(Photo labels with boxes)
○ ○ ○ ○
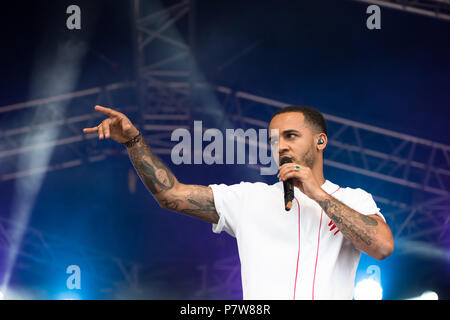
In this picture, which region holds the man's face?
[269,112,317,168]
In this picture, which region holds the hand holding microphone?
[280,157,294,211]
[278,157,328,211]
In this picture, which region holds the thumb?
[120,118,131,132]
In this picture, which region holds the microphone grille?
[280,157,294,166]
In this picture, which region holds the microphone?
[280,157,294,211]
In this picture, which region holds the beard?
[295,146,316,169]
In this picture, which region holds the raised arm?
[83,106,219,223]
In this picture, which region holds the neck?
[311,161,325,185]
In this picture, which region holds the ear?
[316,133,328,151]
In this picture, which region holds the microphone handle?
[283,179,294,211]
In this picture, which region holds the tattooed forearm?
[317,196,378,249]
[128,139,176,194]
[161,185,219,223]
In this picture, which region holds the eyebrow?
[269,129,301,143]
[281,129,300,135]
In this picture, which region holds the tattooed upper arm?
[128,139,219,223]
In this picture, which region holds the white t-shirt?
[210,180,385,300]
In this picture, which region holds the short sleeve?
[346,188,386,222]
[209,182,249,237]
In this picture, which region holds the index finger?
[94,105,120,117]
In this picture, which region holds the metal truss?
[0,0,450,297]
[354,0,450,21]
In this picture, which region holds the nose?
[278,138,289,156]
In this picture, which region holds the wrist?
[122,132,142,148]
[314,188,330,201]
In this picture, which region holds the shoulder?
[209,181,280,193]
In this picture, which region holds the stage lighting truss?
[0,0,450,296]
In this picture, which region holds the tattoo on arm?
[128,139,176,195]
[317,196,378,247]
[161,185,219,223]
[128,139,219,223]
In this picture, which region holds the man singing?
[83,106,394,299]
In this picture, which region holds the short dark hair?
[272,106,328,135]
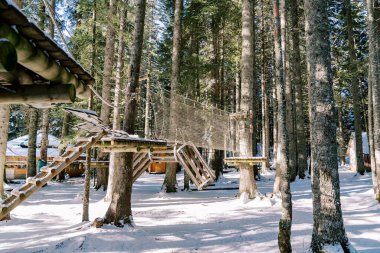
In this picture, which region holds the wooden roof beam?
[0,24,91,99]
[0,84,75,108]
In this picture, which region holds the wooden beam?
[0,23,91,99]
[224,157,267,166]
[0,84,75,107]
[102,146,151,153]
[0,38,17,72]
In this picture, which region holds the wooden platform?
[224,156,268,166]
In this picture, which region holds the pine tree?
[105,0,146,226]
[304,0,350,249]
[367,0,380,202]
[164,0,183,192]
[238,0,257,198]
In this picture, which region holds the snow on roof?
[351,132,369,155]
[7,131,61,148]
[6,131,60,156]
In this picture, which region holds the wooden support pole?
[0,23,91,99]
[82,148,91,221]
[0,38,17,72]
[0,84,75,107]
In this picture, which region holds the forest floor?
[0,165,380,253]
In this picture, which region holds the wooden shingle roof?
[0,0,94,84]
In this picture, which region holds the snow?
[6,131,60,156]
[0,168,380,253]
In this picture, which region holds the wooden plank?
[178,150,207,183]
[0,132,106,220]
[187,142,216,180]
[178,150,202,191]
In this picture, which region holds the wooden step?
[53,156,70,163]
[65,146,83,153]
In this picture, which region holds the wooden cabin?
[0,0,94,182]
[5,132,60,179]
[0,0,94,105]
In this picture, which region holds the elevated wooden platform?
[0,132,106,220]
[224,156,268,166]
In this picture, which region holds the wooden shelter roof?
[0,0,94,84]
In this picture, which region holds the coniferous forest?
[0,0,380,253]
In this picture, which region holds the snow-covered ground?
[0,168,380,253]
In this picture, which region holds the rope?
[42,0,74,58]
[88,84,137,109]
○ ○ ○ ○
Which lines of the items contain the word "wooden"? Return each of those lines in full.

Answer in full>
In this picture, which region holds the wooden roof beam?
In this picture, which region holds the wooden beam?
In this picture, which region holds the wooden platform?
In this picture, which region holds the wooden support pole?
In this picture, which region holds the wooden shingle roof?
In this picture, which region holds the wooden plank?
In this picture, which region holds the wooden step?
In this picture, which region holds the wooden cabin?
In this picture, which region holds the elevated wooden platform?
In this picture, which region holds the wooden shelter roof?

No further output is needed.